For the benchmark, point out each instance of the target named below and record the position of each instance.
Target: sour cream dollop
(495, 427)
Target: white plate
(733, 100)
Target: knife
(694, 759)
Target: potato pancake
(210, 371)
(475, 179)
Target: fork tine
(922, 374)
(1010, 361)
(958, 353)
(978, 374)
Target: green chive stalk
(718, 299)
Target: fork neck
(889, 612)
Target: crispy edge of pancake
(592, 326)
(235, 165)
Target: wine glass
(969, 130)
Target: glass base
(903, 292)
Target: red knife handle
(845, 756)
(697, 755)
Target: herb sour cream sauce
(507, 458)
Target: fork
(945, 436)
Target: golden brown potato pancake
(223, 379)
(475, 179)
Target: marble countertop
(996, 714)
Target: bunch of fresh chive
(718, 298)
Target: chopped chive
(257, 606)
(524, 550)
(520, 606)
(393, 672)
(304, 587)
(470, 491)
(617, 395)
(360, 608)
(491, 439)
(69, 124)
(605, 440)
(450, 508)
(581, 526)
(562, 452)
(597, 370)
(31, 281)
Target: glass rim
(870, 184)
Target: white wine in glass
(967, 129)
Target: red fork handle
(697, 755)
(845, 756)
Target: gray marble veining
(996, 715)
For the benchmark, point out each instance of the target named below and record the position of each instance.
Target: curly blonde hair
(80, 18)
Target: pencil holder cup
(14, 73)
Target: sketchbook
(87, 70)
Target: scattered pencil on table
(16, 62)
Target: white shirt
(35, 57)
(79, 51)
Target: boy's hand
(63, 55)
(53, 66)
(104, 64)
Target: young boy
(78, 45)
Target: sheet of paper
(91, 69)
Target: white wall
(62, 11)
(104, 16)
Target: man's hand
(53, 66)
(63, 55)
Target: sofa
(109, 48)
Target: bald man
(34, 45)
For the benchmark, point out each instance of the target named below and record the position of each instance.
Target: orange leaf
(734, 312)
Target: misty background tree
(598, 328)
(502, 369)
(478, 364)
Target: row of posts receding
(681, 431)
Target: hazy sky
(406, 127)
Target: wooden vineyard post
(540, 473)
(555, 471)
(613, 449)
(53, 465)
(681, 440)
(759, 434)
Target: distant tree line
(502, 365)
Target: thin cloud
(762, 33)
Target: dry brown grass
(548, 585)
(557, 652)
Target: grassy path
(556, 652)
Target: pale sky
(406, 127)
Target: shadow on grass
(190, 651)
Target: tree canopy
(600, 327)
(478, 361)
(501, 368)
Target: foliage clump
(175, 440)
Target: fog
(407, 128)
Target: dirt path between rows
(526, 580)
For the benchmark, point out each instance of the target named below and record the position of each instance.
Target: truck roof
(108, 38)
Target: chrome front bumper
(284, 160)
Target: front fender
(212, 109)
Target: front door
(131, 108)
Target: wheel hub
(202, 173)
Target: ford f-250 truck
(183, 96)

-=-=-

#### [What you are asked to do]
Copy every item above again word for word, keeping all lines in their original order.

#### [Correct answer]
For the benchmark, point out each instance of the target named below and record the position of each instance.
Target: sour cream dollop
(495, 427)
Target: white plate
(733, 100)
Target: knife
(694, 759)
Target: potato pancake
(210, 371)
(475, 179)
Target: fork tine
(922, 374)
(1010, 361)
(958, 353)
(978, 374)
Target: green chive stalk
(718, 299)
Target: fork neck
(889, 612)
Target: crispy edge of pancake
(592, 326)
(235, 165)
Target: wine glass
(969, 130)
Target: glass base
(903, 292)
Target: red knife handle
(845, 756)
(697, 755)
Target: herb sour cream sauce
(507, 458)
Target: fork
(945, 436)
Target: golden brown potato pancake
(223, 379)
(475, 179)
Target: marble countertop
(996, 714)
Target: bunch of fresh chive
(718, 298)
Target: chopped chive
(257, 606)
(524, 550)
(520, 606)
(393, 672)
(304, 587)
(470, 491)
(617, 395)
(360, 608)
(491, 439)
(69, 124)
(605, 440)
(450, 508)
(581, 526)
(562, 452)
(597, 370)
(31, 281)
Target: glass rim
(870, 184)
Target: white wine in glass
(967, 129)
Target: red fork handle
(697, 755)
(845, 756)
Target: gray marble veining
(996, 715)
For the benchmark, point out each instance of the target named below and record the position of each instance.
Target: curly blonde hair
(80, 18)
Target: pencil holder cup
(14, 73)
Target: sketchbook
(87, 70)
Target: scattered pencil on table
(16, 62)
Target: white shirt
(35, 57)
(79, 51)
Target: boy's hand
(63, 55)
(53, 66)
(104, 64)
Target: young boy
(78, 45)
Target: sheet of paper
(91, 69)
Target: white wall
(62, 11)
(104, 16)
Target: man's hand
(53, 66)
(63, 55)
Target: sofa
(109, 48)
Target: bald man
(34, 45)
For the benchmark, point out each instance of the target named below and record the position of each instance.
Target: orange leaf
(734, 312)
Target: misty background tree
(598, 328)
(502, 369)
(478, 364)
Target: row of posts receding
(681, 431)
Target: hazy sky
(406, 127)
Target: wooden vineyard post
(540, 473)
(555, 471)
(613, 449)
(53, 465)
(681, 440)
(759, 434)
Target: distant tree line
(502, 365)
Target: thin cloud
(762, 33)
Target: dry brown grass
(548, 585)
(557, 652)
Target: grassy path
(556, 652)
Target: pale sky
(406, 127)
Target: shadow on grass
(190, 651)
Target: tree canopy
(600, 327)
(478, 361)
(501, 368)
Target: foliage clump
(175, 440)
Target: fog
(407, 128)
Target: dirt path between rows
(526, 580)
For the benchmark, point out each instance of the target named below and record the position of each instance.
Target: truck roof
(108, 38)
Target: chrome front bumper
(284, 160)
Target: front fender
(212, 109)
Target: front door
(131, 108)
Target: wheel hub
(202, 173)
Target: ford f-250 truck
(183, 96)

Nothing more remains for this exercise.